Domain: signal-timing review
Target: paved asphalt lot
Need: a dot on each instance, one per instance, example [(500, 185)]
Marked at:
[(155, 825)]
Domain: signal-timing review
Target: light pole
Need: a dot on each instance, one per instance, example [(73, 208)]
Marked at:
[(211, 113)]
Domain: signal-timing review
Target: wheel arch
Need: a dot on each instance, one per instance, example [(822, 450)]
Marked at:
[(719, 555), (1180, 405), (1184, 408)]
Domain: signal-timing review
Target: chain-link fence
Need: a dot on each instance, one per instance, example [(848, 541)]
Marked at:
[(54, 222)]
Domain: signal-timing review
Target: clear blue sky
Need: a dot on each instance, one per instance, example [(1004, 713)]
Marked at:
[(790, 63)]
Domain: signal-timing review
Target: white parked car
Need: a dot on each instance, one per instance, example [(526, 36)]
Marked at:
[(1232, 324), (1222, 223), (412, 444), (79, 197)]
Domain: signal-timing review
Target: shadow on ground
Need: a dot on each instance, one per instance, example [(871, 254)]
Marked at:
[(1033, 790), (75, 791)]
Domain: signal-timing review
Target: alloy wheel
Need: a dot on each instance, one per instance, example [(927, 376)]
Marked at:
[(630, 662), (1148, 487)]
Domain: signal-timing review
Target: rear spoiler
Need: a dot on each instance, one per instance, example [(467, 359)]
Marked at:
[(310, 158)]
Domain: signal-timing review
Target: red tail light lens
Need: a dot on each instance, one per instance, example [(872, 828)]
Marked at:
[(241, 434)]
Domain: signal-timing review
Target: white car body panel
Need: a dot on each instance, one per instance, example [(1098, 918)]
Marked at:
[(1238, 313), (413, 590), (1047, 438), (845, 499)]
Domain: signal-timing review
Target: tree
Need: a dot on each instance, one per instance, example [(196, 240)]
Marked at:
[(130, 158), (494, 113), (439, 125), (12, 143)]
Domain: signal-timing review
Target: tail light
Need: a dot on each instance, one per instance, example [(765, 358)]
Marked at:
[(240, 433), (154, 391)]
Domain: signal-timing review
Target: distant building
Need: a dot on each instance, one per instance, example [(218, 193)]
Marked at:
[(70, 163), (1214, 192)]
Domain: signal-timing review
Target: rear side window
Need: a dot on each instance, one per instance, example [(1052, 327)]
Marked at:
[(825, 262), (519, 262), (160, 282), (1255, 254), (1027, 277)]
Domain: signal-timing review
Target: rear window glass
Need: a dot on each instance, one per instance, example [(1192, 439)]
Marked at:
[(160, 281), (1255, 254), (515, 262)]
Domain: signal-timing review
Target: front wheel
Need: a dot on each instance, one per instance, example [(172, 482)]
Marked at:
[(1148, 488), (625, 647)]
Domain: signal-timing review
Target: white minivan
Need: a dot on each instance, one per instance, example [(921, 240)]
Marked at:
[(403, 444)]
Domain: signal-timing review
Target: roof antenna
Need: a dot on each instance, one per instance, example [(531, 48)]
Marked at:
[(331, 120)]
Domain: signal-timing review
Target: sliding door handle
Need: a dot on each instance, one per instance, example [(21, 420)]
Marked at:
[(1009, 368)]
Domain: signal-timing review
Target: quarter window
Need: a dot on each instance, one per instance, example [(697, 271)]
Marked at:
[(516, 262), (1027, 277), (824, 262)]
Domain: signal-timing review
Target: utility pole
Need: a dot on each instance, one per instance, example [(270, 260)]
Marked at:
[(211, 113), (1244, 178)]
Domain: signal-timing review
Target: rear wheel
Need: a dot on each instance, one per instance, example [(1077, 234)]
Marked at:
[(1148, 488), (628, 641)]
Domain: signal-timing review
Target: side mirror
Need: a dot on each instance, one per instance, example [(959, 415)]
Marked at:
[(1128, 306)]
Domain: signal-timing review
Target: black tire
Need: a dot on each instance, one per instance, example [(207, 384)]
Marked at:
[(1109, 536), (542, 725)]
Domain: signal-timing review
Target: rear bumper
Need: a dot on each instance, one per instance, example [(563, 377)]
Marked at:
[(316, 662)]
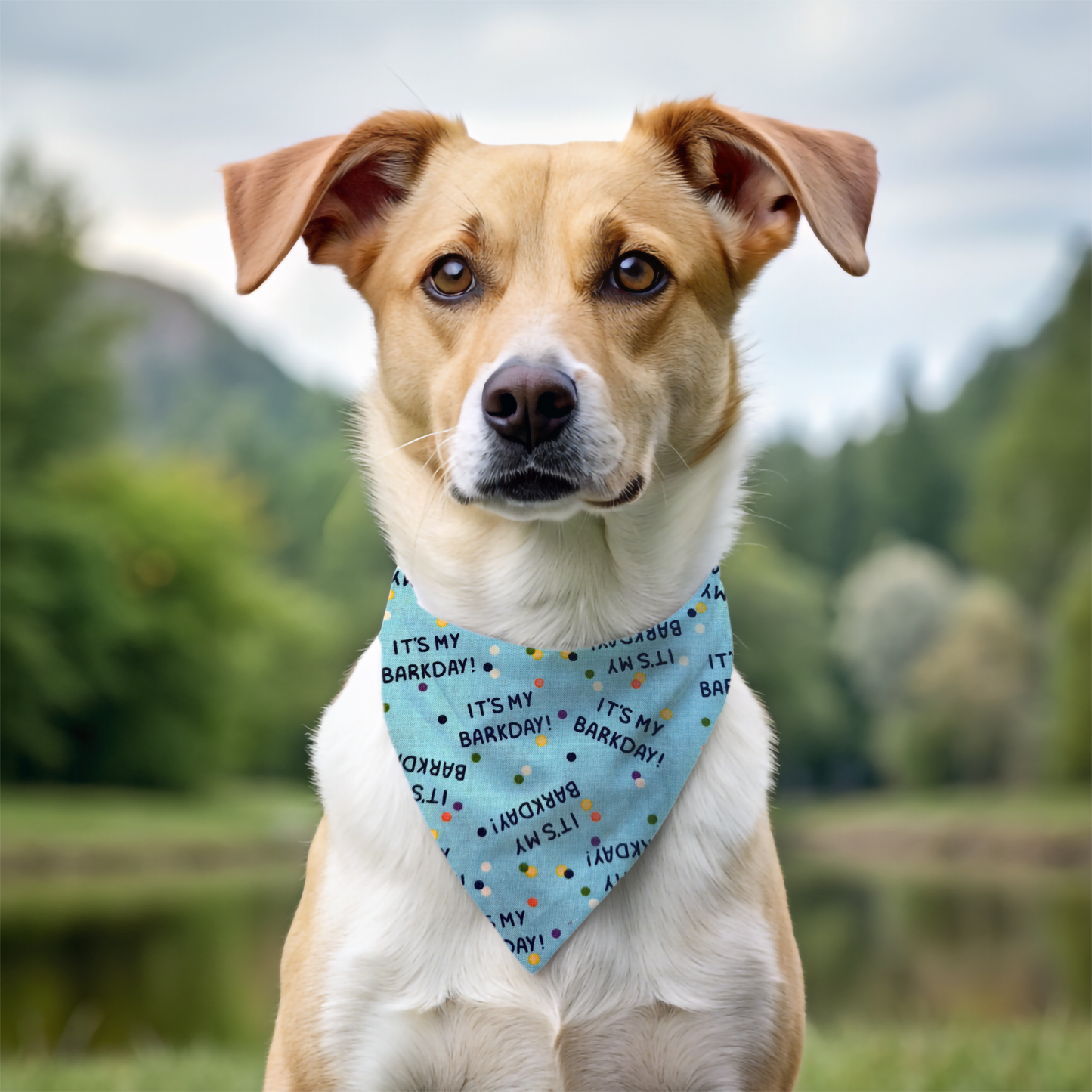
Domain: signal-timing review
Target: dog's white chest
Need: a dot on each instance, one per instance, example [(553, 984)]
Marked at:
[(422, 991)]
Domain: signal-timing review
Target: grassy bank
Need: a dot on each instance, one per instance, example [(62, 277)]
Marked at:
[(1044, 1057)]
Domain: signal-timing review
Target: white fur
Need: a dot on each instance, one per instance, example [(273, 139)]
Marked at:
[(421, 991)]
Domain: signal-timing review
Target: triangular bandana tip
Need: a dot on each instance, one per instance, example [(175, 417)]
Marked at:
[(544, 775)]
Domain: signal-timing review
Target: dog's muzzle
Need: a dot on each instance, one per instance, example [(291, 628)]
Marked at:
[(533, 458)]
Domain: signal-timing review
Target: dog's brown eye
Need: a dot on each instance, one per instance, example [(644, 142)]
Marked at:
[(451, 277), (638, 273)]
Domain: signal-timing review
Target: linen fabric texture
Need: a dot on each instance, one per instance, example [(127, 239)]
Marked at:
[(544, 775)]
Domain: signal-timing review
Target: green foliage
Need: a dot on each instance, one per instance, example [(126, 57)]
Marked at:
[(145, 639), (141, 628), (780, 617), (1070, 755), (964, 710), (58, 393), (1033, 485)]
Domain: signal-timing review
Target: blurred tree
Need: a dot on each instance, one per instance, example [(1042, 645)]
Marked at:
[(890, 608), (144, 639), (1032, 507), (780, 617), (59, 395), (1070, 746), (964, 711)]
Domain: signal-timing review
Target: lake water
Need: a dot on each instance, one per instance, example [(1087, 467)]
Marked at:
[(110, 966)]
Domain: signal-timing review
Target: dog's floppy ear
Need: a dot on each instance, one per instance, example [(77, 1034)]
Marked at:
[(333, 191), (768, 172)]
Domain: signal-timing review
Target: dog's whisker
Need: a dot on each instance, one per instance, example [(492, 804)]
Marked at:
[(414, 441), (682, 460)]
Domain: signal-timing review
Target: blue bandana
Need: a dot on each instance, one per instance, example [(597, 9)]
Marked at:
[(544, 775)]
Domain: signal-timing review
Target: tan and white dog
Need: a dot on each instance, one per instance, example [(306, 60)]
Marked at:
[(555, 444)]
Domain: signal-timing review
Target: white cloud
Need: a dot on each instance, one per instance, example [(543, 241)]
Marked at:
[(981, 113)]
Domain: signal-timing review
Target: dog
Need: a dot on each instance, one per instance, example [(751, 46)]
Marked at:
[(556, 446)]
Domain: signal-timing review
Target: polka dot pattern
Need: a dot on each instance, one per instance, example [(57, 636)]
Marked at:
[(542, 807)]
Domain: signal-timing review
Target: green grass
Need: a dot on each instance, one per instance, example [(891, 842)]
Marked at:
[(1050, 1056), (198, 1069)]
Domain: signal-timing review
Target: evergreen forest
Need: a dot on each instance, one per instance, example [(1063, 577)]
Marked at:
[(190, 566)]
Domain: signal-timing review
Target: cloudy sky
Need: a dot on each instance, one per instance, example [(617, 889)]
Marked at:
[(981, 110)]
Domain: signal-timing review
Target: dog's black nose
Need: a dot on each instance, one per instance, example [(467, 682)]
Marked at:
[(527, 403)]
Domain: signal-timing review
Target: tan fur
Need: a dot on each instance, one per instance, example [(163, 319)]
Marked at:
[(713, 193)]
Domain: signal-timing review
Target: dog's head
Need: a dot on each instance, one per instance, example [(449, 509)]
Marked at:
[(554, 323)]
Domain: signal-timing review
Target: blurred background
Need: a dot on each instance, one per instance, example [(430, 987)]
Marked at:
[(189, 566)]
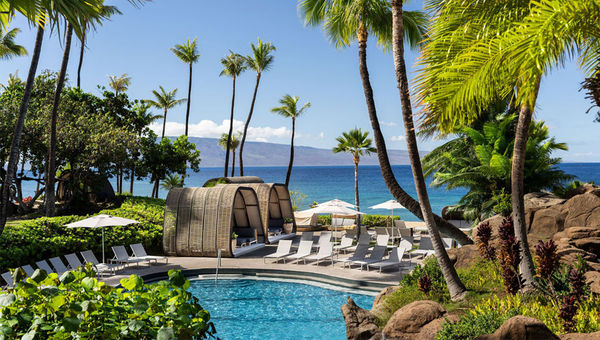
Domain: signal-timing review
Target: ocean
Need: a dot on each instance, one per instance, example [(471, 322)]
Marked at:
[(320, 183)]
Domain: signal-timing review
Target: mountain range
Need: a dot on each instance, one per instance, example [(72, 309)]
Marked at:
[(273, 154)]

______________________________

§ **TASK TO COMPLETE**: Could you write out everything from the first row above down to and including the row that contains "[(211, 113)]", offsetting each marked-point coordinate by adding 79 to it? Keep the rest of every row as it stands, including the sample coordinates.

§ **EXERCISE SOLUTION**:
Domain: signal-timing review
Target: paved asphalt lot
Need: a dot on each instance, one per instance, example [(500, 185)]
Marked at:
[(234, 904)]
Domain: signal-timing review
Target: light pole
Need: a dot on each instance, one per instance, example [(73, 208)]
Marked at:
[(290, 192)]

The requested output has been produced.